▸ Exercise details
Write out the lines from the one with "[locate] white shirt" through the one with "[locate] roof tile", changing "a comma and a space" to "a semicolon and a space" and leaving everything else the same. Give only those lines.

▸ Entries shown
* * * *

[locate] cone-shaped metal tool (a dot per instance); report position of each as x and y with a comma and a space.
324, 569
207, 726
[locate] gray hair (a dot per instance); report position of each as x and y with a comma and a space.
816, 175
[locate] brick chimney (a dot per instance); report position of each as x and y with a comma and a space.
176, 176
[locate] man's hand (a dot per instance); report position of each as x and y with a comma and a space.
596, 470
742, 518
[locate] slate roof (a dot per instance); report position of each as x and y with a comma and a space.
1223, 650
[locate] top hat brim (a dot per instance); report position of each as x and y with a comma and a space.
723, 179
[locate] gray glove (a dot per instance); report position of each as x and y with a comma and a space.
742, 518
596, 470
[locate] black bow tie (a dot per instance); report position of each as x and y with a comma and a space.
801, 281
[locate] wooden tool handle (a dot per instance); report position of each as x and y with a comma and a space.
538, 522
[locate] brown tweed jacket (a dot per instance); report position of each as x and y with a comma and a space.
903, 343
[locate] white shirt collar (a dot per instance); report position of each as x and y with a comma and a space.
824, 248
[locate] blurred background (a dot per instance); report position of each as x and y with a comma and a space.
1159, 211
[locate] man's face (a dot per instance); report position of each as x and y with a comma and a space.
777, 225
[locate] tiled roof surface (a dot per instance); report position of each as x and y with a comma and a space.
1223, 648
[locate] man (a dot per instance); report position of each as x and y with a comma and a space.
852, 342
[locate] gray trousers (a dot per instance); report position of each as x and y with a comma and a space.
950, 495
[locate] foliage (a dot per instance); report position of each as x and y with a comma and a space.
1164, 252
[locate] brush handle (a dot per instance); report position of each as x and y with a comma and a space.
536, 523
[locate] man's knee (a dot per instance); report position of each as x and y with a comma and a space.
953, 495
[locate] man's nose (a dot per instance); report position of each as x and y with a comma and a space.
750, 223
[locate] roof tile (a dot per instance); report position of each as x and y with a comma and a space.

* * * *

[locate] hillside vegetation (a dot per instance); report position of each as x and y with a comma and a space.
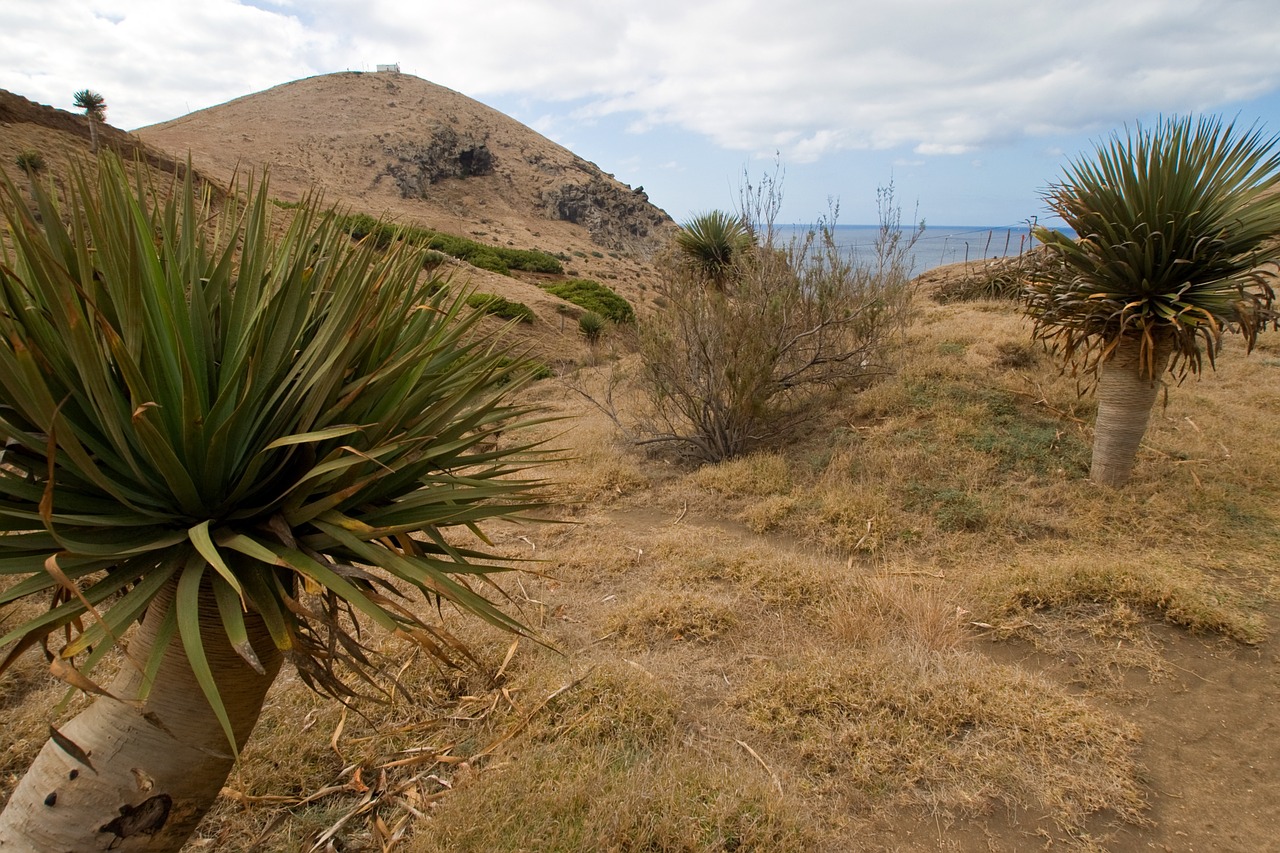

* * * *

▸ Answer in full
[locate] white shirt collar (a dot per instance); report position of each as x and y with a semicolon and a space.
824, 248
[locate] blurred background (a dot per instance); report position of each as x and y with a semicolon and a space.
1159, 211
[locate] man's face (a dot per instance); report position of each as x and y with a semicolon and a space.
777, 225
[locate] tiled roof surface (a dot per instance); report position of each as x and y with a semicolon and a space.
1223, 648
[locate] man (a dot per instance); report position of each as x and y with a semicolon and a space.
852, 342
[locate] gray trousers (a dot per instance); report position of each as x and y with a semicolon and a space.
950, 495
[locate] foliage (a dot per instance); report position of each as x and y with a semicolon and a space.
1164, 252
[locate] brush handle (a dot per instance); report position of each as x and y with a semicolon and a space.
536, 523
[locate] man's knee (a dot per instance); report position of each as x and y with a semicolon and a space.
953, 495
[locate] man's nose (a dot per instance); report position of each as x and y with a semicolon and a space.
750, 223
[locate] roof tile (a dot per instance); report position of each as x and y with a semicolon and a space.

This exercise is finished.